═════ Textabschnitt

Von 2002 an hat Heitmeyers Forscherteam im Jahrestakt repräsentativ 2000 Deutsche zu ihren Einstellungen und Befindlichen befragt, um den Grad des Mit- oder Gegeneinanders in der Bevölkerung zu messen. War die Verbreitung der Fremdenfeindlichkeit lange Zeit rückläufig, zeigt sich seit 2009 wieder eine signifikante Zunahme von rassistischem Gedankengut. So hätten der Aussage »Wenn Arbeitsplätze knapp werden, sollte man die in Deutschland lebenden Ausländer wieder in ihre Heimat zurückschicken« in diesem Jahr 29,3 Prozent der Befragten zugestimmt, fünf Prozent mehr als im Vorjahr. Dazu kommt eine wieder stärkere Stigmatisierung von Erwerblosen und Menschen mit Behinderungen. Über 52 Prozent meinen etwa, die meisten Hartz-IV-Bezieher drückten sich vor der Arbeitssuche, 35 Prozent halten es für angebracht, bettelnde Obdachlose aus den Fußgängerzonen zu entfernen.

Einen Anstieg ermittelten die Forscher auch bei der Gewaltbereitschaft und -billigung. Die größte Gewaltbereitschaft zeigen mit Abstand Angehörige des rechten politischen Spektrums. Linke hingegen entsagen der Gewalt am stärksten, deutlich mehr als an der politischen Mitte Orientierte.

══════════

- [Arbeitsauftrag]
Gib den Textabschnitt von „Von 2002 an“ bis einschließlich „Fußgängerzonen zu entfernen.“ wortgetreu wieder. Die Daten haben mit dem Textabschnitt nichts zu tun.

═════ Datenauszug

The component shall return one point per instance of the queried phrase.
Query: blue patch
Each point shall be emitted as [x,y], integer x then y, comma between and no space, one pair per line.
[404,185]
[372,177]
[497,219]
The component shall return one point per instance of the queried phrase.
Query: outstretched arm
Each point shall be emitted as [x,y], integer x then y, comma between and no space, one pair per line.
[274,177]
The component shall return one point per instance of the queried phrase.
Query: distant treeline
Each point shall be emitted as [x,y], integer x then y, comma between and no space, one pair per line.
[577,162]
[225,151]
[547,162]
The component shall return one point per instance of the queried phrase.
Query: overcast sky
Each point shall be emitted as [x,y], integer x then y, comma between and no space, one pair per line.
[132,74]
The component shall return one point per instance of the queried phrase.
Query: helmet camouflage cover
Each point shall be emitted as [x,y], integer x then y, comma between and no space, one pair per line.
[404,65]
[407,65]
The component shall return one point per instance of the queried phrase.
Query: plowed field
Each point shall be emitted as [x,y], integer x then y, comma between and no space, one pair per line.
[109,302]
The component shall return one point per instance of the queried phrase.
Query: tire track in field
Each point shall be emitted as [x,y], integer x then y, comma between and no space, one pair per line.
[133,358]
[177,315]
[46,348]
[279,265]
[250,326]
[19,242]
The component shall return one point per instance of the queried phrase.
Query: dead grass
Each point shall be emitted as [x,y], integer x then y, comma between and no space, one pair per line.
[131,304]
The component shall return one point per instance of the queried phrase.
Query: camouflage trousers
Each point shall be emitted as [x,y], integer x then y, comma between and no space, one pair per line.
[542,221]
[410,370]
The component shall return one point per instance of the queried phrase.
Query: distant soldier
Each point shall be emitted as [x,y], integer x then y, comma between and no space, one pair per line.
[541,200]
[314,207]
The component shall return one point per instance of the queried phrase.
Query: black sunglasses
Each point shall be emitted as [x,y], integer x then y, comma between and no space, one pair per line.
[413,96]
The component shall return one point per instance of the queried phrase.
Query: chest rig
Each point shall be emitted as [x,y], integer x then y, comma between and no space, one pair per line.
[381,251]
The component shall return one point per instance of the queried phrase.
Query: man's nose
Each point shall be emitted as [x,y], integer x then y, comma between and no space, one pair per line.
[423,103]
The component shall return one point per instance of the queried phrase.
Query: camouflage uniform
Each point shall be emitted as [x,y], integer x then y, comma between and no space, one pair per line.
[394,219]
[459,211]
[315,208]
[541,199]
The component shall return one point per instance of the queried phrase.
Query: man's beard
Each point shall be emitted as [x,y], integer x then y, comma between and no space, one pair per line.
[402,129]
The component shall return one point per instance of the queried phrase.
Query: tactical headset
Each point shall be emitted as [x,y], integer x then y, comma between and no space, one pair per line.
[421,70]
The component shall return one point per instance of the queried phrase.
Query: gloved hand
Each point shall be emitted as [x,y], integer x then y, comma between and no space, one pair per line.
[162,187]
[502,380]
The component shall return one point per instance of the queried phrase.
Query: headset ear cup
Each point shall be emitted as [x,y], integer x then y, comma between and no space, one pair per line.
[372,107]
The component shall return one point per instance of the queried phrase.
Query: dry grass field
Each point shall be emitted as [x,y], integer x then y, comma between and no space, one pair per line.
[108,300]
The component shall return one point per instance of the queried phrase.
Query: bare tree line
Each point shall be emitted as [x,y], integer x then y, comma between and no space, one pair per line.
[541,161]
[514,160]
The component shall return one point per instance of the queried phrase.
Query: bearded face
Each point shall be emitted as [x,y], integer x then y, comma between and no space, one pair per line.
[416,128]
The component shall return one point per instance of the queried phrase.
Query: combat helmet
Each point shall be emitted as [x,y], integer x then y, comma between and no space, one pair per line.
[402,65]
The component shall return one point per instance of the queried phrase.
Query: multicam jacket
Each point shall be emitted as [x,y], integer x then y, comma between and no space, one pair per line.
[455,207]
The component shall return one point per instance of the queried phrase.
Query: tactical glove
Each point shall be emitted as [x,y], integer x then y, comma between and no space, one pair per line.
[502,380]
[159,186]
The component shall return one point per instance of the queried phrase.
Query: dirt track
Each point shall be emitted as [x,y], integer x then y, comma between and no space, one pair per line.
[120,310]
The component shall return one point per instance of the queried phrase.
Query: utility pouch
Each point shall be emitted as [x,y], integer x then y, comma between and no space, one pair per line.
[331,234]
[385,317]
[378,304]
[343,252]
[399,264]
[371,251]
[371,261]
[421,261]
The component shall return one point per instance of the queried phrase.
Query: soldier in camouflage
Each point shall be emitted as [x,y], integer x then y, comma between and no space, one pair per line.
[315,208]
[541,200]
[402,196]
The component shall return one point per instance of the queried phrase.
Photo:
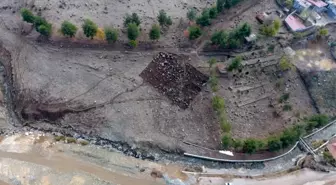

══════════

- [Erledigte Aufgabe]
Von 2002 an hat Heitmeyers Forscherteam im Jahrestakt repräsentativ 2000 Deutsche zu ihren Einstellungen und Befindlichen befragt, um den Grad des Mit- oder Gegeneinanders in der Bevölkerung zu messen. War die Verbreitung der Fremdenfeindlichkeit lange Zeit rückläufig, zeigt sich seit 2009 wieder eine signifikante Zunahme von rassistischem Gedankengut. So hätten der Aussage »Wenn Arbeitsplätze knapp werden, sollte man die in Deutschland lebenden Ausländer wieder in ihre Heimat zurückschicken« in diesem Jahr 29,3 Prozent der Befragten zugestimmt, fünf Prozent mehr als im Vorjahr. Dazu kommt eine wieder stärkere Stigmatisierung von Erwerblosen und Menschen mit Behinderungen. Über 52 Prozent meinen etwa, die meisten Hartz-IV-Bezieher drückten sich vor der Arbeitssuche, 35 Prozent halten es für angebracht, bettelnde Obdachlose aus den Fußgängerzonen zu entfernen.